◆ Exercise:
Answer these questions from the passage on church life below:
(a) What does the writer realize each time they leave?
(b) Unless they have children, staying in the same area for longer than how long is described as rare for people the writer's age, at least locally?
(c) What does the passage call "better by far" when churches are too big for all members to know each other?

◆ Source text:

□ □ □

And every time I leave, I realize something: I don’t believe I will have this kind of experience with a church again. Not within a single congregation, anyway.
The church – and with it, the idea of the church family – has changed. Hugely. And one of the things that has changed – has perhaps been lost – is that church-wide feeling of connectedness – that sense of there being a real family of believers together who will hang in there through thick and thin, who all know each other, who sometimes bicker and argue but are there for each other, who remember the small details, who show up at the necessary times, who love each other.
There are plenty of reasons for it. Not many people live in multi-generation small towns any more, where everyone knows everyone and church life is an extension of social life. People and families uproot and move far more often now than they used to before due to jobs and schooling; it’s rare for anyone my age, at least locally, to have longstanding roots in the same area over time – or even to stay in the same area for longer than five years or so unless they have children. Even in areas where people don’t uproot, they change churches more often, I suspect, than they ever did before. Technology has replaced face-to-face and phone connection with other, more convenient modes of contact: convenient and efficient, to be sure, but also lacking in the some of the day-to-day interactions that create lifetime bonds. And churches themselves have gotten so big that in some it’s impossible for all the members to know each other. Better by far to get to know the attendees of your small group.

□ □ □

Extracted records
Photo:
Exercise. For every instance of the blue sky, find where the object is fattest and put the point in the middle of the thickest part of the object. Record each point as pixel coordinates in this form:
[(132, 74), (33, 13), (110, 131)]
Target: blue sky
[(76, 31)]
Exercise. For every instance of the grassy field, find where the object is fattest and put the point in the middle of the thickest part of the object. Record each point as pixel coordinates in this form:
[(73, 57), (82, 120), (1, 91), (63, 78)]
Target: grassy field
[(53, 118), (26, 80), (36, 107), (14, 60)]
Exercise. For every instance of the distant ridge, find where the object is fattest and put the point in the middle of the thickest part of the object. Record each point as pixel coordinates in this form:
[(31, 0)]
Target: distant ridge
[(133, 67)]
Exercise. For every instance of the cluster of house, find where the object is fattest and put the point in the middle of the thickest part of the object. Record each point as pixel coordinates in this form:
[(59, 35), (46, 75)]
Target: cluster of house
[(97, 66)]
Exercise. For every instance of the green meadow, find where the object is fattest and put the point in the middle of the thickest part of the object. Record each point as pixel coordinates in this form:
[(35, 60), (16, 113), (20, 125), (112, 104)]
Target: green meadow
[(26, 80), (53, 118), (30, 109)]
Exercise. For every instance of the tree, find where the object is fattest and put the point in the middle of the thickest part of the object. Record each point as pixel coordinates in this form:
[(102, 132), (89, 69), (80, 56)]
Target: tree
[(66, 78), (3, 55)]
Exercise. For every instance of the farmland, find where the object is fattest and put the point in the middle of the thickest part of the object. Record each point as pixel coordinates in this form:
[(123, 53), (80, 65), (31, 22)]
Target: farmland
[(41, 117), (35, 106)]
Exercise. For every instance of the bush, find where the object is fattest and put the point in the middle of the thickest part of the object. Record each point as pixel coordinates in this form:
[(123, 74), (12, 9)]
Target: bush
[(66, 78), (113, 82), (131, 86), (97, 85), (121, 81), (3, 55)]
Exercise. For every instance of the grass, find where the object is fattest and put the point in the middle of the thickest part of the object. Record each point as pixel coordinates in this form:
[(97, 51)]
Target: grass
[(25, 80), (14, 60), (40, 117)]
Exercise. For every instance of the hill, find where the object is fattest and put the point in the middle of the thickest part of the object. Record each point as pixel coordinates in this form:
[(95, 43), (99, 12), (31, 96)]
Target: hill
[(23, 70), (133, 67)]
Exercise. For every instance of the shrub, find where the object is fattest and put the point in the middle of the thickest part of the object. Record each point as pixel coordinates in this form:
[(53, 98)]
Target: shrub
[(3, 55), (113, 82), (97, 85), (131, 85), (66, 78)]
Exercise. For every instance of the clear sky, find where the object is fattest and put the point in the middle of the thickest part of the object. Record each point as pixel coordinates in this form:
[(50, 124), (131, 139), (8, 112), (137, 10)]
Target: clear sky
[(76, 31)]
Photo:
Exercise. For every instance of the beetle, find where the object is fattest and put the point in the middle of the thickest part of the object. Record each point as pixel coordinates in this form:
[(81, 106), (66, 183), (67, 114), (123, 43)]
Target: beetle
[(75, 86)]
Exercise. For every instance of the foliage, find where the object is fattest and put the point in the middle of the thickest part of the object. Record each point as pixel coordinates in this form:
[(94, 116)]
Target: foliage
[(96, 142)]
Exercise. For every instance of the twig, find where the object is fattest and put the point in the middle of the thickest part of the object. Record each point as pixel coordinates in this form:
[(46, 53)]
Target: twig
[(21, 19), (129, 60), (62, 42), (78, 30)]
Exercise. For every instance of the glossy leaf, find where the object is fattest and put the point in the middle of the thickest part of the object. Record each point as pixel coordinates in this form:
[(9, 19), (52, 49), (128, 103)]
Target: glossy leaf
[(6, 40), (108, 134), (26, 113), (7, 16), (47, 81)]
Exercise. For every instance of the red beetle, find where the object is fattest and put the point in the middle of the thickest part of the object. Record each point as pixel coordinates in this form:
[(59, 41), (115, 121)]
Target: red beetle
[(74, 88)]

□ □ □

◆ Solution to this task:
(a) That they don't believe they will have this kind of experience with a church again, at least not within a single congregation.
(b) Five years or so.
(c) Getting to know the attendees of your small group.